START SOURCE INFORMATION
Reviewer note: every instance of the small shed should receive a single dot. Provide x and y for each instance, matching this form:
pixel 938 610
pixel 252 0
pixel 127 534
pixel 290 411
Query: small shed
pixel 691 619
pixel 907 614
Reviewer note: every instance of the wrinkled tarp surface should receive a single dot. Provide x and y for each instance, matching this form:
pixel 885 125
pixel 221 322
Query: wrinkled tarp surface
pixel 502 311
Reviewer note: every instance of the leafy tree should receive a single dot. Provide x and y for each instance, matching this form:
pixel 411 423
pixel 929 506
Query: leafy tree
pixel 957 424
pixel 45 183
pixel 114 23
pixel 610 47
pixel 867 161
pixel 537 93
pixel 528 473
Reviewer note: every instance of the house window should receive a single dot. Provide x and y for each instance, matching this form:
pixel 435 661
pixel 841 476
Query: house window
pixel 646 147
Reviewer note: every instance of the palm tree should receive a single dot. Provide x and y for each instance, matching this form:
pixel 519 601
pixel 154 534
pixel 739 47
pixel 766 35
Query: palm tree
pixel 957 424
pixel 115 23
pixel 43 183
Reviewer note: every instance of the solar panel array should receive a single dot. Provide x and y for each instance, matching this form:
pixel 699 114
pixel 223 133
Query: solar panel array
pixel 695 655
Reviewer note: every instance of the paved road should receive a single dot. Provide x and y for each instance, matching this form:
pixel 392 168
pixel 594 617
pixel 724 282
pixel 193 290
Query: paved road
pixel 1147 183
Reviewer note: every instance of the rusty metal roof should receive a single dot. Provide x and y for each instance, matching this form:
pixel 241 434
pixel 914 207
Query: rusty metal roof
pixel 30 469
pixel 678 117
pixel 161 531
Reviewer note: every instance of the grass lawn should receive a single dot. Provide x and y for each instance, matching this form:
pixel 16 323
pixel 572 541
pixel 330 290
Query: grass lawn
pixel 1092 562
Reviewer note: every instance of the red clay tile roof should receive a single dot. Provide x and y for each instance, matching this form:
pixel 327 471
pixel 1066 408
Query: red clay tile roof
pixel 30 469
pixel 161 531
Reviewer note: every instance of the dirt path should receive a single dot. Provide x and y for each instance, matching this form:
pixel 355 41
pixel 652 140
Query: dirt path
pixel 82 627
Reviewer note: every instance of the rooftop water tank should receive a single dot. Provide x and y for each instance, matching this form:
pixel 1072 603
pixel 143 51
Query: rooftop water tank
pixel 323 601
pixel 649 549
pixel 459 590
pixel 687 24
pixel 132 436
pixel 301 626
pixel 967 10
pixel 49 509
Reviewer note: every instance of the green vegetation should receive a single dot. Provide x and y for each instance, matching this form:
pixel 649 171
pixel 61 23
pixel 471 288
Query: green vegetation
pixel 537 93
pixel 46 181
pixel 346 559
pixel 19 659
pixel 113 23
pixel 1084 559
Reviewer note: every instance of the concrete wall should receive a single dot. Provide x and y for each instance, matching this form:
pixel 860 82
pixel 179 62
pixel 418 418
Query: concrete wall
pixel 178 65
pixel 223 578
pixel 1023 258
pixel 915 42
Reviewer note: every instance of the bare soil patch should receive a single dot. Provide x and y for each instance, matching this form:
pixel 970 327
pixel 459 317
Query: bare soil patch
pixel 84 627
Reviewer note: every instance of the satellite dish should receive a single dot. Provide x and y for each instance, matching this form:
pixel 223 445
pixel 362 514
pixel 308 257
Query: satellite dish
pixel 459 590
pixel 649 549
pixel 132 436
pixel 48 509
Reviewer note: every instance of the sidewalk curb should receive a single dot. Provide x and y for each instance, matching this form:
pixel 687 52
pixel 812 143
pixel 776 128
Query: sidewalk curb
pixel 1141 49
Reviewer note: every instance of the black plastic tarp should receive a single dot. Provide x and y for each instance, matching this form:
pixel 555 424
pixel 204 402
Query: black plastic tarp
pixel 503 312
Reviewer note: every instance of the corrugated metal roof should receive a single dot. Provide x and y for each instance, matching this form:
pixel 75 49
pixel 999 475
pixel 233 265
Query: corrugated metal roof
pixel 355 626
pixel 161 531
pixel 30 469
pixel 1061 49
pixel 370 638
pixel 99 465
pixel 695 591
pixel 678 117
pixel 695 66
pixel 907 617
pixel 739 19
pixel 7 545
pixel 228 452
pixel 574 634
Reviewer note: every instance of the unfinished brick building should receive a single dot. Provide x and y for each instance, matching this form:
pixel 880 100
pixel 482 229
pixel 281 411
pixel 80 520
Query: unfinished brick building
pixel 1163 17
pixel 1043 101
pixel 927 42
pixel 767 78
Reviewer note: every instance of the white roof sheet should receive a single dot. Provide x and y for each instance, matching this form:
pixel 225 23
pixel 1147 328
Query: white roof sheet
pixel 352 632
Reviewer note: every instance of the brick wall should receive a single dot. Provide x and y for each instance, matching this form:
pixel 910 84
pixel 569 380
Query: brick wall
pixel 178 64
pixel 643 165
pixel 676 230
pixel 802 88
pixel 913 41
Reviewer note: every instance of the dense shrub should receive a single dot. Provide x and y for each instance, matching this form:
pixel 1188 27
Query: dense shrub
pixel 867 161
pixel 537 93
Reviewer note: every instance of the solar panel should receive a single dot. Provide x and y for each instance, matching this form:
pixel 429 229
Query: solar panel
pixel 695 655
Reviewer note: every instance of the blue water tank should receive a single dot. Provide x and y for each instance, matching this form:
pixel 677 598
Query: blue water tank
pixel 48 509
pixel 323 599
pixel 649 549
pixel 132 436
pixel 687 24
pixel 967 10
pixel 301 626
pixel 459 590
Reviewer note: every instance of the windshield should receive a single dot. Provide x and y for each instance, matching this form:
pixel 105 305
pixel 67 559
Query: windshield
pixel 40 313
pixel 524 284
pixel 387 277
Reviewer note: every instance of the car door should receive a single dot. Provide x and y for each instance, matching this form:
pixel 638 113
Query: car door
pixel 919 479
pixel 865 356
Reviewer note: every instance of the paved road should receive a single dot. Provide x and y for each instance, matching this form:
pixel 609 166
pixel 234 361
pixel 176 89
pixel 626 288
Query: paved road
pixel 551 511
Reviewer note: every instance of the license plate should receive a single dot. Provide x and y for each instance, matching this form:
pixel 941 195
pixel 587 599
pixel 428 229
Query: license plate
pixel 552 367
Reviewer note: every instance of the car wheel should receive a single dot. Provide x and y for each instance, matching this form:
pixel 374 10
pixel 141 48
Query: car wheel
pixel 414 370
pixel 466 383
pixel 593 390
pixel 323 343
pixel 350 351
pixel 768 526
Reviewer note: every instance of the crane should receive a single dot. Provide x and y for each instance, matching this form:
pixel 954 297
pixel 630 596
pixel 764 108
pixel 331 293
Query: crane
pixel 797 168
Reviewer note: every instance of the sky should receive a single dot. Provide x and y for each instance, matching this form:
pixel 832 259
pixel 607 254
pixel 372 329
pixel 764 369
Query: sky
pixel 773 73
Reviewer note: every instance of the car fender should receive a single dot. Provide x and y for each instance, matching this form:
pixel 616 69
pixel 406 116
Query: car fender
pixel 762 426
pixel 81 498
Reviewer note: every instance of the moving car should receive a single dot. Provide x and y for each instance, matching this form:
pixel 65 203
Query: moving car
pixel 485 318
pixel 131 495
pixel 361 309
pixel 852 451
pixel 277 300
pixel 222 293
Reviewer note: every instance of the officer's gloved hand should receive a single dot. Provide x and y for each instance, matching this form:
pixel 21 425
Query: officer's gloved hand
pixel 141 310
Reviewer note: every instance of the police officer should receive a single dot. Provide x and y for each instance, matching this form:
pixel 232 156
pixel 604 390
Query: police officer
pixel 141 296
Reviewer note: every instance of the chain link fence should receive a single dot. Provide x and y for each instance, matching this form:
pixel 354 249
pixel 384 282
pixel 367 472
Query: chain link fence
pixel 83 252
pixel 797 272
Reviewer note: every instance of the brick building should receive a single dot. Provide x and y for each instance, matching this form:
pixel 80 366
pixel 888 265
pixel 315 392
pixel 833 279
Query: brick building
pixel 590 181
END SOURCE INFORMATION
Please copy, exactly as written, every line in the listing above from the line with "Reviewer note: every instance of the corrugated" up to and including the line with "pixel 677 598".

_EXERCISE RESPONSE_.
Reviewer note: every instance of the corrugated metal roof should receive a single dot. Provide x and y for each instance, matching this form:
pixel 75 49
pixel 999 475
pixel 233 265
Query: corrugated metal roof
pixel 355 626
pixel 161 531
pixel 30 469
pixel 1061 49
pixel 370 638
pixel 99 465
pixel 695 591
pixel 678 117
pixel 695 66
pixel 907 617
pixel 739 19
pixel 7 545
pixel 228 452
pixel 574 634
Reviewer note: every instance of the unfinished brick building should receive a single dot. Provide x and y for each instance, matching this form:
pixel 880 100
pixel 482 229
pixel 281 411
pixel 80 520
Query: unfinished brick building
pixel 1163 17
pixel 1043 101
pixel 927 42
pixel 767 78
Reviewer note: every instance of the white roof sheet should receive a single dot. Provide x and y for each instance, matching this form:
pixel 225 23
pixel 1147 328
Query: white roof sheet
pixel 352 632
Reviewer note: every instance of the brick wall should receive a single dot. Provide x and y for each instance, matching this form:
pixel 910 84
pixel 569 380
Query: brick wall
pixel 178 64
pixel 643 165
pixel 676 230
pixel 802 88
pixel 913 41
Reviewer note: every instance of the dense shrub should receive a single dot. Provide x and y for each instance, matching this form:
pixel 1188 27
Query: dense shrub
pixel 867 161
pixel 537 93
Reviewer note: every instance of the solar panel should receive a single dot. Provide x and y for each instance, matching this form:
pixel 429 229
Query: solar panel
pixel 695 655
Reviewer note: every instance of the blue water tank should receive a single dot. Provide x and y for each instance, matching this form:
pixel 677 598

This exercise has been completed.